Beantworte mithilfe des Textausschnitts über Bagdad diese Fragen:
(a) Welche Funktion hat Ahmad Berwari im Irakischen Außenministerium?
(b) In welchem Land hat Ahmad Berwari studiert?
(c) Seit wann breitet sich die Terrororganisation IS in den Gebieten nördlich und nordwestlich der Hauptstadt aus?

TEXTAUSSCHNITT:
• • • •
    In diesen Tagen scheint sich jedoch der Pragmatismus durchzusetzen. Ahmad Berwari, Leiter der Europaabteilung im Irakischen Außenministerium, sagt, die Baumaßnahmen sollten nur Teile des äußeren Stadtringes betreffen. Und sie dienten ausschließlich dem Schutz ihrer Bewohner. Ahmad Berwari ist irakischer Kurde. Er hat in Deutschland studiert:
    "Diese Mauer ist keine Mauer an sich, sondern das sind Anhebungen, um bestimmten Fahrzeugen in Gebieten ein Hindernis zu sein, um in die Stadt einzutreten, vor allem in bestimmten Teilen Bagdads, die nicht so weit sind von Gebieten, die wir als unsicher bezeichnen."
    Berwari meint damit jene Gebiete, die nördlich und nordwestlich der Hauptstadt liegen. Hier wohnen überwiegend Sunniten. Hier breitet sich seit Juni 2014 die Terrororganisation IS aus. Sie brachte weite Landstriche in ihre Gewalt, schlug die Gebiete dann ihrem selbsterklärten Staatsgebilde zu.
• • • •
DATENSÄTZE:
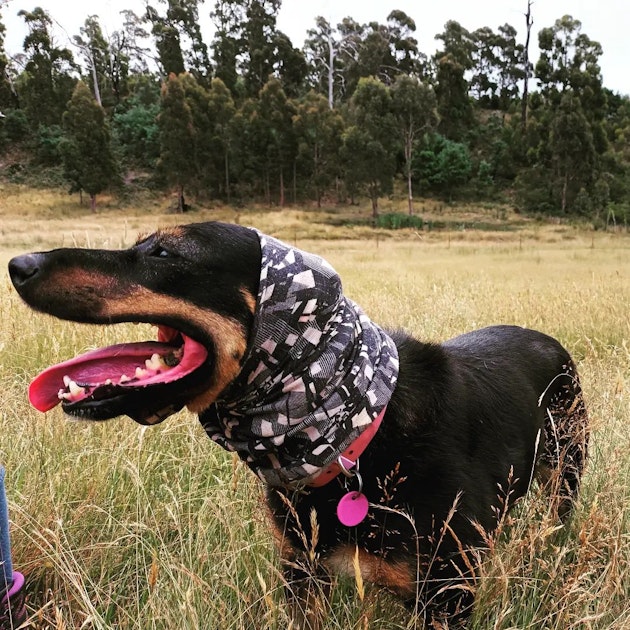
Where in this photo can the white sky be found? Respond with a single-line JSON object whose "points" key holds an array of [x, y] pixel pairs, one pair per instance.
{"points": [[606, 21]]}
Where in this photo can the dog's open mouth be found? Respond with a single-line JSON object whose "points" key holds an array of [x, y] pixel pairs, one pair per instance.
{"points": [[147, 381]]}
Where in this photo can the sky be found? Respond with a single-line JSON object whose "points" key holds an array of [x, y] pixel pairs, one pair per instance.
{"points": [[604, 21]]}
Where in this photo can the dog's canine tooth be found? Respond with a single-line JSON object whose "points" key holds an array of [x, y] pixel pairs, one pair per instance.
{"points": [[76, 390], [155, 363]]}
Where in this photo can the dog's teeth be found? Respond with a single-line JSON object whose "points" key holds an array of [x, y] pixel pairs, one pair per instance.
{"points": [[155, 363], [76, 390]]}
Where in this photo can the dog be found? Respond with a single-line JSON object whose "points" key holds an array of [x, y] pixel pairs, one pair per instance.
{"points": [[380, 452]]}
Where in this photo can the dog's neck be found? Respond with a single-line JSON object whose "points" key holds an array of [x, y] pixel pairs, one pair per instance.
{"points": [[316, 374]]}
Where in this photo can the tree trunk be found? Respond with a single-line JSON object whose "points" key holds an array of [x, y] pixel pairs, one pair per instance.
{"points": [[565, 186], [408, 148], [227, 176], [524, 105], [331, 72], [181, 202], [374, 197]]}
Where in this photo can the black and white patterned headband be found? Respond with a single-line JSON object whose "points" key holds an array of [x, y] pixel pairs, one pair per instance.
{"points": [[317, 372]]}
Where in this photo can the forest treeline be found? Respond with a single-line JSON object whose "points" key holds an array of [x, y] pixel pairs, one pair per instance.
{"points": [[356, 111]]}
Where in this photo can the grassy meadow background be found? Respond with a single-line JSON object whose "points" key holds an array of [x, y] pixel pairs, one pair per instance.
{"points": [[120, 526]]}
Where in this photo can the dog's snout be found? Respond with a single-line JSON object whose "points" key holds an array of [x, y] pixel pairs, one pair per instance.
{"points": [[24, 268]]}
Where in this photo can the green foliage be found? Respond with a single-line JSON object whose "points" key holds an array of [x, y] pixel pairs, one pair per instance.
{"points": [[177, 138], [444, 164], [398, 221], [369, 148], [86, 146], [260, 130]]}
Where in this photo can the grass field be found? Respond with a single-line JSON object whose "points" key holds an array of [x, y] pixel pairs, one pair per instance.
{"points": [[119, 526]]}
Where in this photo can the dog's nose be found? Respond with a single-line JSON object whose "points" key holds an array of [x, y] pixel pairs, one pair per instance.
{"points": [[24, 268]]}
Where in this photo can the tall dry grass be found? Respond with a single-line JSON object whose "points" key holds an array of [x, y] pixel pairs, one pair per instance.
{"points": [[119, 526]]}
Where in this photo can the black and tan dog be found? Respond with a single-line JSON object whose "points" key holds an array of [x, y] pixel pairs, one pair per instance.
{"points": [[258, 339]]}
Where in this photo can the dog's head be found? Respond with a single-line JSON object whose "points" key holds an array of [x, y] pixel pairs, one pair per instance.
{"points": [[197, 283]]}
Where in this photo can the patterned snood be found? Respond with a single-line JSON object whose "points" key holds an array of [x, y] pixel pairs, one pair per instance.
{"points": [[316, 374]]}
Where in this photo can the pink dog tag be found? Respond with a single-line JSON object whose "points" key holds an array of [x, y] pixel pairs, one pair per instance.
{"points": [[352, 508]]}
• • • •
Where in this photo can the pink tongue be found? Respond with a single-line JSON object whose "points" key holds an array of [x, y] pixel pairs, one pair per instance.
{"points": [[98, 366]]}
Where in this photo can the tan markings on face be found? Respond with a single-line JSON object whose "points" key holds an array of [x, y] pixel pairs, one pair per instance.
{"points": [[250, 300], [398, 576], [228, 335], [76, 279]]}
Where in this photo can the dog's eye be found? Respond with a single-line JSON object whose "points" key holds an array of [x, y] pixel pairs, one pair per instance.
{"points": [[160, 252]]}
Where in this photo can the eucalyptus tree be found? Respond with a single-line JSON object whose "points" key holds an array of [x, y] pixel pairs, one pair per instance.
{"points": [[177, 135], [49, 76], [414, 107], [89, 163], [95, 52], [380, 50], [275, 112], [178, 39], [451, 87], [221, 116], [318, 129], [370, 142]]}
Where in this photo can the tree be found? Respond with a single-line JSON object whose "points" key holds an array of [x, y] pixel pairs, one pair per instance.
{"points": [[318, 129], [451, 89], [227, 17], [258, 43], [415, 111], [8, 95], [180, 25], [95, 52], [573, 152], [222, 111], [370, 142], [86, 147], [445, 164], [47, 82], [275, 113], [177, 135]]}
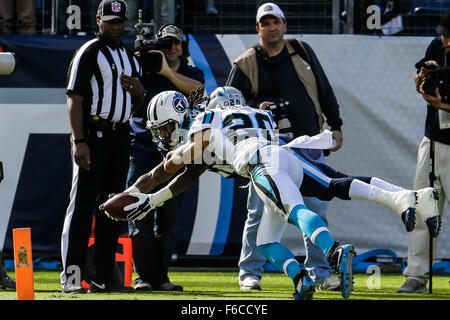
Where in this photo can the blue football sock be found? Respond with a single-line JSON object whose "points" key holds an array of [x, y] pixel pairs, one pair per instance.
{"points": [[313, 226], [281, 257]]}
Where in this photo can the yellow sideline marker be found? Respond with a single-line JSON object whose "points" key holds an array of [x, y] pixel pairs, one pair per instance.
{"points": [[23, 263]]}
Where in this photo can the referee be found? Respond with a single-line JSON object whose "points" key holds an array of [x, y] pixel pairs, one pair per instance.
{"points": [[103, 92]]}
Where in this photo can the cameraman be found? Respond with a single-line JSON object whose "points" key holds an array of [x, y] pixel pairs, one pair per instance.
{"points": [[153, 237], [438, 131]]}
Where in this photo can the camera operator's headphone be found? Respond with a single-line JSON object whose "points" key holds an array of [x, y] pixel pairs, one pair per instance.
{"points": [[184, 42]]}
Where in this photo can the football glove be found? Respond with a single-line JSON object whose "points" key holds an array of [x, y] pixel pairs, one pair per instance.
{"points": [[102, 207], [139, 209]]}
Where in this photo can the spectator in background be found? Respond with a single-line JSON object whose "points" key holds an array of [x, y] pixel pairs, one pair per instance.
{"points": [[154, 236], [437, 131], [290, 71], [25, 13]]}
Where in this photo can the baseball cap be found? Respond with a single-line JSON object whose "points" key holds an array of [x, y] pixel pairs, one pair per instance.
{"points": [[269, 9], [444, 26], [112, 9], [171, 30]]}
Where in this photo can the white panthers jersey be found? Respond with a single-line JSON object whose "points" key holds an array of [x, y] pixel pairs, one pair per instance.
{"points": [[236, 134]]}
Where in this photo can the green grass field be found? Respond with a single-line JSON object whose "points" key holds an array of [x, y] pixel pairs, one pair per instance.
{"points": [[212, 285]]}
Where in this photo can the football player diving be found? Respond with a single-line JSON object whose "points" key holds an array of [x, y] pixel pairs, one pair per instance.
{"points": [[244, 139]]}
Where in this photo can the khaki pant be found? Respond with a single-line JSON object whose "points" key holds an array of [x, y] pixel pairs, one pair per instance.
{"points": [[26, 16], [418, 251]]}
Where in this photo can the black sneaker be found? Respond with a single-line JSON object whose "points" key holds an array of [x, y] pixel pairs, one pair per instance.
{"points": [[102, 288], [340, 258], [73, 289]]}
• • • •
ANTWORT:
(a) Er ist Leiter der Europaabteilung im Irakischen Außenministerium.
(b) Er hat in Deutschland studiert.
(c) Sie breitet sich dort seit Juni 2014 aus.